Required work: Rewrite every line below, including the requests, and shift each point by adding 41 to both of its coordinates. Omit the pictures from your answer.

Begin Data

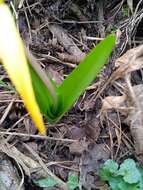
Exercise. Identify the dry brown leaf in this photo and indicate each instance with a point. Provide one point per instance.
(113, 102)
(136, 116)
(131, 61)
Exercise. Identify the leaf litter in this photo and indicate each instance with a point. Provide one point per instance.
(106, 121)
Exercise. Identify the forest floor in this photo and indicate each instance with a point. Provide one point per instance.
(106, 121)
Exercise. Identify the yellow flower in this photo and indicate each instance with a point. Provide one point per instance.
(13, 57)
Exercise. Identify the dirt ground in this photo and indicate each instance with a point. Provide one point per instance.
(105, 122)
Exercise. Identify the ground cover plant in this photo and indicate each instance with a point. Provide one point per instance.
(126, 176)
(92, 129)
(52, 100)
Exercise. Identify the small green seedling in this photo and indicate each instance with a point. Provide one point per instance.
(126, 176)
(55, 100)
(38, 91)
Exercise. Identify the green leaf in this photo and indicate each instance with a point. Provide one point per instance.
(55, 101)
(129, 171)
(109, 169)
(74, 85)
(47, 182)
(72, 182)
(5, 85)
(115, 181)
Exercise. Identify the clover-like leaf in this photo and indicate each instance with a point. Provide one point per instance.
(109, 168)
(129, 171)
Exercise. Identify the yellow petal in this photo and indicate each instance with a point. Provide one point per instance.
(14, 60)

End Data

Correct result:
Exercise. Identify the dry brown leaf in this photo and indicate each instance with a point. Provide one point per instance.
(154, 143)
(177, 157)
(172, 102)
Exercise. Identify the leaf litter in this photo and indicate each instance with a point. Provide one point per instance.
(147, 162)
Exercise. Identify the forest floor in this photo and indicate each instance with a point. Provide one point per instance.
(147, 162)
Exercise. Identify the yellow flower in this photo and indicate each instance with a point. Provide one point per instance.
(54, 98)
Exercise. Identify the dirt ground in this photo and indicate each instance with a point. Provide one point per instance.
(146, 163)
Exercise. Identify the ground cover plant in this photo and indicate each instance with a point. Provide one point per instance.
(167, 217)
(133, 170)
(93, 141)
Exercise. Identify the small green seedling in this photo and indicate each instance with a point. Provide one point per instance.
(167, 217)
(96, 141)
(79, 132)
Exercise. Identify the green leaf in this photo and indicate each instance with a point. Provide one point per instance.
(96, 142)
(170, 212)
(150, 210)
(115, 126)
(88, 223)
(113, 223)
(46, 126)
(156, 222)
Exercise. Identify the clover-like leaf in this photo and indicate each instance with a point. Provide one point per instance.
(150, 209)
(170, 212)
Exercise. Identify the yellow petal in this photo and indicate each instance with a point. Provide one point per instance.
(55, 101)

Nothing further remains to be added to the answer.